▶ [Your objective]: Your task is to copy every line of the records below that contains "shirt".

[Extracted data entries]
= Beginning of Section =
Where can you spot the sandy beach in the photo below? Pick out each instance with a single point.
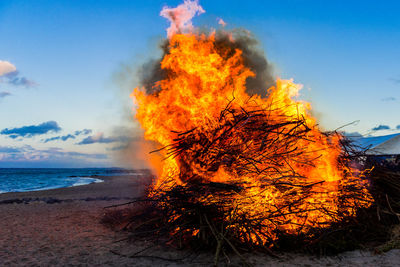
(61, 227)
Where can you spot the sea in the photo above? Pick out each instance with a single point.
(26, 179)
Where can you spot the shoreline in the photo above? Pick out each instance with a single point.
(95, 179)
(60, 227)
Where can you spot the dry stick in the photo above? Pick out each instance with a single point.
(390, 207)
(145, 256)
(217, 238)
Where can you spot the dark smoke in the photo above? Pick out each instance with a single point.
(254, 58)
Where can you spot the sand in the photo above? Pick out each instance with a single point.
(61, 227)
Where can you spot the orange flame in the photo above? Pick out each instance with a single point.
(202, 79)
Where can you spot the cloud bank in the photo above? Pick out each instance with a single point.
(27, 156)
(6, 67)
(10, 75)
(62, 138)
(31, 130)
(381, 127)
(181, 16)
(100, 138)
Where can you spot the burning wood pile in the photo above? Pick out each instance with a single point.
(240, 171)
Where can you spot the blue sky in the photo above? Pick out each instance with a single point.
(70, 55)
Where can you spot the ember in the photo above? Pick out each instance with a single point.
(239, 169)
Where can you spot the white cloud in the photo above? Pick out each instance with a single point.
(181, 16)
(6, 67)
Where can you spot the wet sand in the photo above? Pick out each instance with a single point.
(61, 227)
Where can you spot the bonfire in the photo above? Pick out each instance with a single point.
(239, 170)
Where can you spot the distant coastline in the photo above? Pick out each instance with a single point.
(39, 179)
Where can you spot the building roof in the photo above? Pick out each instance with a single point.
(380, 145)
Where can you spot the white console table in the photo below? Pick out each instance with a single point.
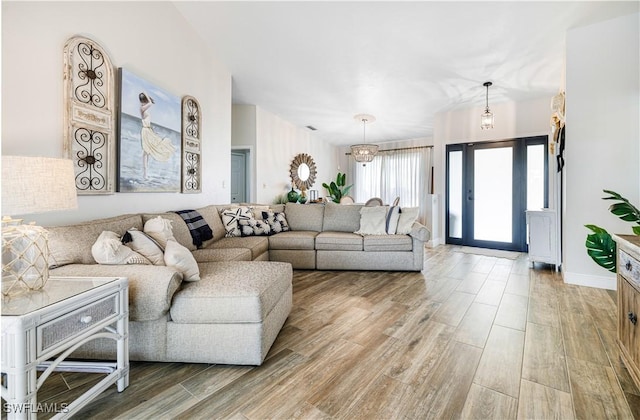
(543, 237)
(41, 329)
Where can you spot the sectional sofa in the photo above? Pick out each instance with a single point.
(233, 313)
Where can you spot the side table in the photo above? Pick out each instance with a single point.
(41, 329)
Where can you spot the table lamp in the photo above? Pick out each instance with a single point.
(31, 185)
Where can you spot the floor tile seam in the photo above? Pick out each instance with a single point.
(566, 360)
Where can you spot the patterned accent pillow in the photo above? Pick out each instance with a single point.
(393, 216)
(109, 250)
(144, 245)
(254, 227)
(276, 221)
(231, 217)
(408, 215)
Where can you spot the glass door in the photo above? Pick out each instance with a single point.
(489, 187)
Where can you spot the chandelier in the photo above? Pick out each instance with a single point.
(364, 152)
(486, 119)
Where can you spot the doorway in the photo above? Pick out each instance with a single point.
(239, 175)
(490, 186)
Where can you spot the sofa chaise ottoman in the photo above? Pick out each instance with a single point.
(232, 315)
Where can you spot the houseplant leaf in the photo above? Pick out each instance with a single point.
(624, 210)
(601, 247)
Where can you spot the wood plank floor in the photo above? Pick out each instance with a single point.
(472, 336)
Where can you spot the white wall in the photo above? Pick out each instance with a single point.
(603, 137)
(149, 38)
(277, 143)
(512, 120)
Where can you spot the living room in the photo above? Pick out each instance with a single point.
(153, 39)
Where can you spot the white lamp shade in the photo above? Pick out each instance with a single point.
(37, 185)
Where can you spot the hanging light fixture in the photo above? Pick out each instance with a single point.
(364, 152)
(486, 119)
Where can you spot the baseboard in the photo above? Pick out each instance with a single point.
(432, 243)
(601, 282)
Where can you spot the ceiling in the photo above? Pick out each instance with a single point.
(321, 63)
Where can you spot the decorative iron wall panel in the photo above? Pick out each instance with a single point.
(89, 105)
(191, 146)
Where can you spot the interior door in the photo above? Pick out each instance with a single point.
(489, 187)
(238, 176)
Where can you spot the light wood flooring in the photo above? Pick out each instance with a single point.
(471, 336)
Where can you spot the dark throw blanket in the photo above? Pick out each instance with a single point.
(198, 227)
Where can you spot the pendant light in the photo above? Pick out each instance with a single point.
(486, 119)
(364, 152)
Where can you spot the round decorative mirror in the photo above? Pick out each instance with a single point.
(303, 171)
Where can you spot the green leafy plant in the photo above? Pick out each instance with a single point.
(337, 188)
(600, 245)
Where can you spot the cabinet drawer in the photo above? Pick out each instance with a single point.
(629, 268)
(74, 323)
(628, 323)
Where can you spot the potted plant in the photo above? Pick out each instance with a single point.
(337, 188)
(600, 245)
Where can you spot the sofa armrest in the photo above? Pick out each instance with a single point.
(151, 287)
(420, 232)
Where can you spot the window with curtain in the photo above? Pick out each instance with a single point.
(404, 173)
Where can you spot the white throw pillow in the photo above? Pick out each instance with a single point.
(393, 217)
(373, 220)
(180, 258)
(231, 217)
(147, 246)
(408, 215)
(109, 250)
(159, 229)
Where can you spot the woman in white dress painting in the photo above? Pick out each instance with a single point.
(153, 145)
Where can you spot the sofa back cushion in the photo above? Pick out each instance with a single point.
(304, 216)
(179, 227)
(341, 218)
(181, 230)
(72, 244)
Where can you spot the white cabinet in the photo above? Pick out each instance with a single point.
(543, 237)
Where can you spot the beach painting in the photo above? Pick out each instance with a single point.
(149, 139)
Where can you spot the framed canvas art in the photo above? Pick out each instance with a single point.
(149, 137)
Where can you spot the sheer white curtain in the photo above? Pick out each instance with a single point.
(404, 173)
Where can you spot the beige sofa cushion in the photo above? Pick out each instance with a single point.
(343, 241)
(72, 244)
(258, 245)
(341, 218)
(293, 239)
(232, 293)
(222, 254)
(151, 287)
(388, 243)
(212, 217)
(304, 216)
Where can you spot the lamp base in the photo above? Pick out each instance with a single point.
(25, 257)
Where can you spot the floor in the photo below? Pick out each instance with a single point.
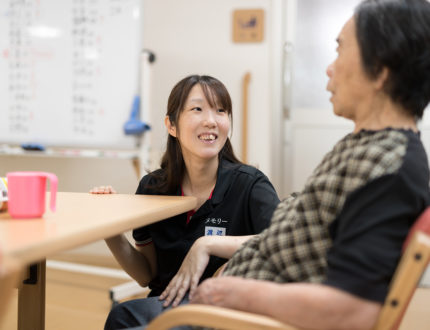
(81, 301)
(73, 301)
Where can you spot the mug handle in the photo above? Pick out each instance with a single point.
(54, 183)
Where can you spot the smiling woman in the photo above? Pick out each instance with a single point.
(235, 202)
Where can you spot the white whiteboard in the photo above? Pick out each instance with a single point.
(68, 71)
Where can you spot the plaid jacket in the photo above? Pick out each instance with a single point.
(294, 247)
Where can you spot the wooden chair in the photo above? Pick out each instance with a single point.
(10, 274)
(411, 267)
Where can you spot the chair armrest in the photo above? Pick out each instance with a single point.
(215, 317)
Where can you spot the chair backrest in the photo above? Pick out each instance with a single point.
(10, 273)
(412, 265)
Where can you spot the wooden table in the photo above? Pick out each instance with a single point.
(80, 218)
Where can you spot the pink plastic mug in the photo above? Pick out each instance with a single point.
(27, 193)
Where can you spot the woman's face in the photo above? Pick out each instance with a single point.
(349, 85)
(203, 130)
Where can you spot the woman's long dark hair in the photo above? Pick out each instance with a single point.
(172, 162)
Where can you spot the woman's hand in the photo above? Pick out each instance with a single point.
(188, 276)
(102, 190)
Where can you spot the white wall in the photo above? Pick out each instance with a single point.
(195, 36)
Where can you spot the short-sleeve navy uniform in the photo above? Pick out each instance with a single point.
(242, 203)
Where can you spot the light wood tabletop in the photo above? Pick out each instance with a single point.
(80, 218)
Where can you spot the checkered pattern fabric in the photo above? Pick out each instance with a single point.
(294, 247)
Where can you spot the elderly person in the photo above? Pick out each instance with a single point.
(328, 257)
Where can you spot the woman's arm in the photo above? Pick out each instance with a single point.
(305, 305)
(195, 262)
(139, 262)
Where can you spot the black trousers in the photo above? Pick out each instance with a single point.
(136, 314)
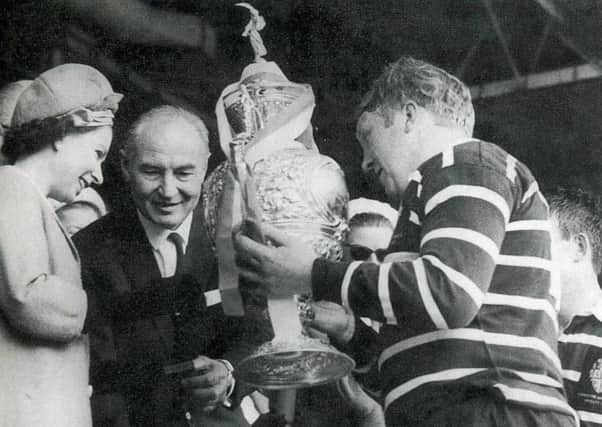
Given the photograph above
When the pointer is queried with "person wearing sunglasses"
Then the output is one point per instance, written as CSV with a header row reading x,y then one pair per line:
x,y
371,226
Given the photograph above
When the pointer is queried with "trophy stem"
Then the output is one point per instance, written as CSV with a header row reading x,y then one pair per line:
x,y
288,325
283,403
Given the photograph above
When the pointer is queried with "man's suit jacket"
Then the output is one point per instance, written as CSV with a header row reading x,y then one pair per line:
x,y
139,322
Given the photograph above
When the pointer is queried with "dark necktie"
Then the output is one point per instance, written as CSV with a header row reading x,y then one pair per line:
x,y
178,242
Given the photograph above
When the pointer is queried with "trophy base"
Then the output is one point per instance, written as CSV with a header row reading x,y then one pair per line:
x,y
303,362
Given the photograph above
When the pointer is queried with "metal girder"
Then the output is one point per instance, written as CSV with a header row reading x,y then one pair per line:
x,y
536,81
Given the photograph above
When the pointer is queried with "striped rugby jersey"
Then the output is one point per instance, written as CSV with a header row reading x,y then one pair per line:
x,y
475,312
580,350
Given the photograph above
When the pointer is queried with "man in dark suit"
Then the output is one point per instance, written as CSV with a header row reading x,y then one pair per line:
x,y
151,276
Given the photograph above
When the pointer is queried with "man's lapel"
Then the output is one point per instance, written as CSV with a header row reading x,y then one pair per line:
x,y
200,259
140,265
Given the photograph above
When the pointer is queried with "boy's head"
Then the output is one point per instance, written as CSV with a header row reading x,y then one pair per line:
x,y
576,231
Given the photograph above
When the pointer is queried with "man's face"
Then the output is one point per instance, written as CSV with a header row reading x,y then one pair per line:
x,y
165,170
387,150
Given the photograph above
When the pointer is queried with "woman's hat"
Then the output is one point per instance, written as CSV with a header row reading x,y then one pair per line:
x,y
64,90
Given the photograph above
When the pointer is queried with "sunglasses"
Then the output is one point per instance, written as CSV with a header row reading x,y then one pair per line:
x,y
362,253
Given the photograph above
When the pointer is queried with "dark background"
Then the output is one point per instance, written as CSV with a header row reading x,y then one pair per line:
x,y
339,47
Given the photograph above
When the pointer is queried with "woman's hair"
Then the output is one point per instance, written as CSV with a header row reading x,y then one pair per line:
x,y
369,219
38,134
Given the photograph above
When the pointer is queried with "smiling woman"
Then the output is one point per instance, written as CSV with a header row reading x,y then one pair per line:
x,y
60,133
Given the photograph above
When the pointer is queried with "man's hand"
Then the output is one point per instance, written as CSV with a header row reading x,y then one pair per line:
x,y
208,386
331,319
368,412
280,271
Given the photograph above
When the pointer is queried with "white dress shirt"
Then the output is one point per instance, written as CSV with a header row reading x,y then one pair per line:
x,y
163,248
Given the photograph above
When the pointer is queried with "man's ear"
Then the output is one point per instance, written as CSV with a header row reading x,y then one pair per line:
x,y
58,144
410,116
124,161
581,247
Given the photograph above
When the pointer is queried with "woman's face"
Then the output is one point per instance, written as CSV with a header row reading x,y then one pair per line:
x,y
80,156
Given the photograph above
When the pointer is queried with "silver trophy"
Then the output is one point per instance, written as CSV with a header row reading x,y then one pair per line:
x,y
275,175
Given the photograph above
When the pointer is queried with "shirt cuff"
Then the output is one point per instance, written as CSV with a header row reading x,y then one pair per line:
x,y
227,402
326,280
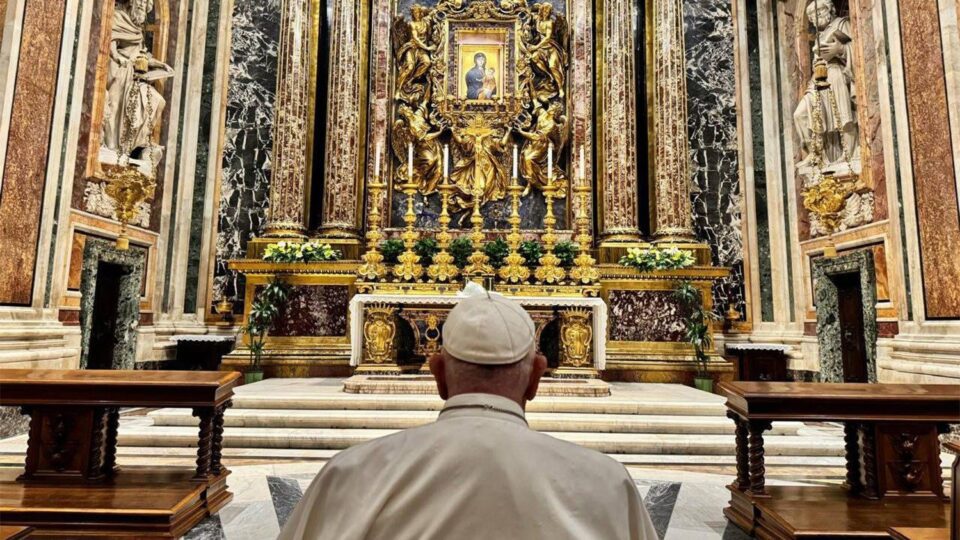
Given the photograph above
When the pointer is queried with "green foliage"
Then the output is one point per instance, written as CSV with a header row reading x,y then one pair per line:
x,y
460,249
697,321
566,251
301,252
531,251
648,260
263,312
497,250
391,250
426,248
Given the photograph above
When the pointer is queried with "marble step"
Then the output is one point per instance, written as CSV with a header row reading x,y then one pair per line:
x,y
393,419
610,443
611,405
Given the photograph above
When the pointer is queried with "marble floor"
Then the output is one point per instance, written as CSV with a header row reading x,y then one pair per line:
x,y
682,505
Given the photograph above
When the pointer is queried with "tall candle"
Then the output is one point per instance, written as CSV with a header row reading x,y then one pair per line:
x,y
410,162
550,162
446,161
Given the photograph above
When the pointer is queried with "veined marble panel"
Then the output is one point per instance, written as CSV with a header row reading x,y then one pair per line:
x,y
712,125
248,138
24,169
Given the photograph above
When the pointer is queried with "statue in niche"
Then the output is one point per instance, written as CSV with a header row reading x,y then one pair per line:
x,y
478,170
827,119
550,127
412,126
133,105
413,55
547,55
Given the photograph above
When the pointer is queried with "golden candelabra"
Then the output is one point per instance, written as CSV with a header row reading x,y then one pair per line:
x,y
479,261
373,268
584,269
514,269
443,268
550,271
408,266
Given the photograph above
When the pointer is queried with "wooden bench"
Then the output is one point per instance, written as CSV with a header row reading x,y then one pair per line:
x,y
892,458
71,484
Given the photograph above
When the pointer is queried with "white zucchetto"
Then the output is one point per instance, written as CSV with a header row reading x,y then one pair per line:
x,y
489,329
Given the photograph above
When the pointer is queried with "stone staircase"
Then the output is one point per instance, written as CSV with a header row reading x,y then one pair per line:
x,y
637,424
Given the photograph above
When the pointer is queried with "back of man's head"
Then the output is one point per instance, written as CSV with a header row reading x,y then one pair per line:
x,y
489,346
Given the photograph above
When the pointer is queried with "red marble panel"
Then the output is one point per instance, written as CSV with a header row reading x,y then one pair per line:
x,y
28,145
933,169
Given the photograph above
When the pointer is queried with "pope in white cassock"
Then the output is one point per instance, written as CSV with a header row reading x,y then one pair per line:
x,y
479,471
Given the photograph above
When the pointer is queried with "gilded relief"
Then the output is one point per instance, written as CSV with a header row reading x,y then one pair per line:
x,y
479,77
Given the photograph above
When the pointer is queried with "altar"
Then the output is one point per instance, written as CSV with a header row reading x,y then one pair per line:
x,y
578,341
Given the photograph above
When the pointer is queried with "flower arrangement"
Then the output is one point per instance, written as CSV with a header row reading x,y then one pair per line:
x,y
647,260
302,252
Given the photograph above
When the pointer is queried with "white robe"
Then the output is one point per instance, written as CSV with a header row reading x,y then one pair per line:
x,y
477,472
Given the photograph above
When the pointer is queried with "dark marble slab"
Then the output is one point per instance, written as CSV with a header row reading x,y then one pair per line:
x,y
644,316
314,310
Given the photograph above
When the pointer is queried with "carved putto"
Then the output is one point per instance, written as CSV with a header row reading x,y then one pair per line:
x,y
480,76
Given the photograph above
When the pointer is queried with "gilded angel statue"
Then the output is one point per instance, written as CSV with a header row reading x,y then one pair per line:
x,y
549,126
548,55
412,126
410,41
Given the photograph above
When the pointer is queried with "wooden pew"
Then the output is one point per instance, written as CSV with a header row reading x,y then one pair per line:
x,y
70,483
892,453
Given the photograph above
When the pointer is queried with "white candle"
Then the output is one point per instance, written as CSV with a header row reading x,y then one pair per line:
x,y
446,161
583,166
409,162
550,162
= End of Section =
▶ [Task solution]:
When the pointer is queried with "white dress shirt"
When the pointer is queried with "shirt cuff"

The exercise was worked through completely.